That's what vmf_error does, it translates -ESOMETHING to VM_FAULT_XYZ.

> > +		}
> > +
> > +		__SetPageUptodate(page);
> > +		err = add_to_page_cache_lru(page, mapping, offset, gfp);
> > +		if (unlikely(err)) {
> > +			put_page(page);
> > +			/*
> > +			 * If a split of large page was required, it
> > +			 * already happened when we marked the page invalid
> > +			 * which guarantees that this call won't fail
> > +			 */
> > +			set_direct_map_default_noflush(page, 1);
> > +			if (err == -EEXIST)
> > +				goto retry;
> > +
> > +			return vmf_error(err);
> > +		}
> > +
> > +		addr = (unsigned long)page_address(page);
> > +		flush_tlb_kernel_range(addr, addr + PAGE_SIZE);
> 
> Hmm, to me it feels like something like that belongs into the
> set_direct_map_invalid_*() calls? Otherwise it's just very easy to mess up
> ...

AFAIU set_direct_map() deliberately do not flush TLB and leave it to the
caller to allow gathering multiple updates of the direct map and doing a
single TLB flush afterwards.

> I'm certainly not a filesystem guy. Nothing else jumped at me.

----------

## TASKS AND EXERCISES
A: Shorten the paragraph in the code review thread that begins "AFAIU set_direct_map() deliberately", keeping its main facts.
B: Write the next part of the code review thread, picking up after its final line.
The material plays no part in any of this work.

----------

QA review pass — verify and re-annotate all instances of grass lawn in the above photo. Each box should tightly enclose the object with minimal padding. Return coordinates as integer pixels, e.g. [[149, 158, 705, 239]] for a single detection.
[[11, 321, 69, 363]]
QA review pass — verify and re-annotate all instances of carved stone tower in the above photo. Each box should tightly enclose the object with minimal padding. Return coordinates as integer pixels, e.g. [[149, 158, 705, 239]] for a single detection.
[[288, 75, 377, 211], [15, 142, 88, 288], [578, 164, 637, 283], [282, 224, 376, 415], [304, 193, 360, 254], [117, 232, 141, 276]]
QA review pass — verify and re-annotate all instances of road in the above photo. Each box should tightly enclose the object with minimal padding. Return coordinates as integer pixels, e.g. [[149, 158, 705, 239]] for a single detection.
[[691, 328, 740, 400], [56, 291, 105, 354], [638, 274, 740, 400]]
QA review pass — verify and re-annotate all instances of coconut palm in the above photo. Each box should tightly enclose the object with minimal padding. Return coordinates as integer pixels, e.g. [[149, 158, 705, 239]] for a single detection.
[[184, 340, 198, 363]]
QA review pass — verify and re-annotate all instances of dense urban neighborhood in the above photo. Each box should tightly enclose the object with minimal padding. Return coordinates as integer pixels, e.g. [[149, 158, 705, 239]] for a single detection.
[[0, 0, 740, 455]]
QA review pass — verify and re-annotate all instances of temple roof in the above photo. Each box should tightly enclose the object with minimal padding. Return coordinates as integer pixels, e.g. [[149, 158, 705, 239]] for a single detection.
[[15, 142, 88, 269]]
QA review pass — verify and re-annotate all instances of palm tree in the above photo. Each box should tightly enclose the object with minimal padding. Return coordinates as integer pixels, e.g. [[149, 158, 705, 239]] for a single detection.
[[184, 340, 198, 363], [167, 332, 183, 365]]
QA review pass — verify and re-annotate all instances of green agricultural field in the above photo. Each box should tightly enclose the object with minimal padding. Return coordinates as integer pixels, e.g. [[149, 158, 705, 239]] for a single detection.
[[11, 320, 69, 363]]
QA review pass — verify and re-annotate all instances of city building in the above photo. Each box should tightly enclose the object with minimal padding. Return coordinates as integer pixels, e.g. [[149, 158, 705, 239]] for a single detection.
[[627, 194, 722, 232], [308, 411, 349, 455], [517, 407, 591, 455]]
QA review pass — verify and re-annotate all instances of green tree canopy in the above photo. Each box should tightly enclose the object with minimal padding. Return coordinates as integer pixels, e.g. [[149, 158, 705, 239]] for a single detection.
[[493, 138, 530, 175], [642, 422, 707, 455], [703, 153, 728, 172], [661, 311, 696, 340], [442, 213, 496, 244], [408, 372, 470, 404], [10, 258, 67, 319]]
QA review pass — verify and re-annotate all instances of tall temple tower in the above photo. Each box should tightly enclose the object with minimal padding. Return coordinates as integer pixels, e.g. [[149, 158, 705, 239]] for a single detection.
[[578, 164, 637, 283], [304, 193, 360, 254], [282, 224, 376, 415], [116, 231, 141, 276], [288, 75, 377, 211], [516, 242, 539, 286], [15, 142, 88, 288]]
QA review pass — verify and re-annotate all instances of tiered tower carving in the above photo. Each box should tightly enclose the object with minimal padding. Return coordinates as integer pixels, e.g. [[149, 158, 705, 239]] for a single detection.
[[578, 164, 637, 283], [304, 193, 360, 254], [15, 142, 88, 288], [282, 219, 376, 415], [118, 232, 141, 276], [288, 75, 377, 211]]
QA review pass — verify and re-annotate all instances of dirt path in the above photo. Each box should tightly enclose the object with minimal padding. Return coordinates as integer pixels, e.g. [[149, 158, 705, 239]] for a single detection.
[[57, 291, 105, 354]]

----------

## ANSWERS FOR THE EXERCISE
A: As the writer understands it, set_direct_map() intentionally skips the TLB flush and leaves it to the caller, so several direct map updates can be batched and followed by one TLB flush.

B:
> 
> 
> To me, the overall approach makes sense and I consider it an improved
> mlock() mechanism for storing secrets, although I'd love to have some more
> information in the log regarding access via root, namely that there are
> still fancy ways to read secretmem memory once root via
> 
> 1. warm reboot attacks especially in VMs (e.g., modifying the cmdline)
> 2. kexec-style reboot attacks (e.g., modifying the cmdline)
> 3. kdump attacks
> 4. kdb most probably
> 5. "letting the process read the memory for us" via Kees if that still
>    applies
> 6. ... most probably something else
> 
> Just to make people aware that there are still some things to be sorted out
> when we fully want to protect against privilege escalations.
> 
> (maybe this information is buried in the cover letter already, where it
> usually gets lost)

I believe that it belongs more to the man page than to changelog so that
the *users* are aware of secretmem limitations.
 
-- 
Sincerely yours,
Mike.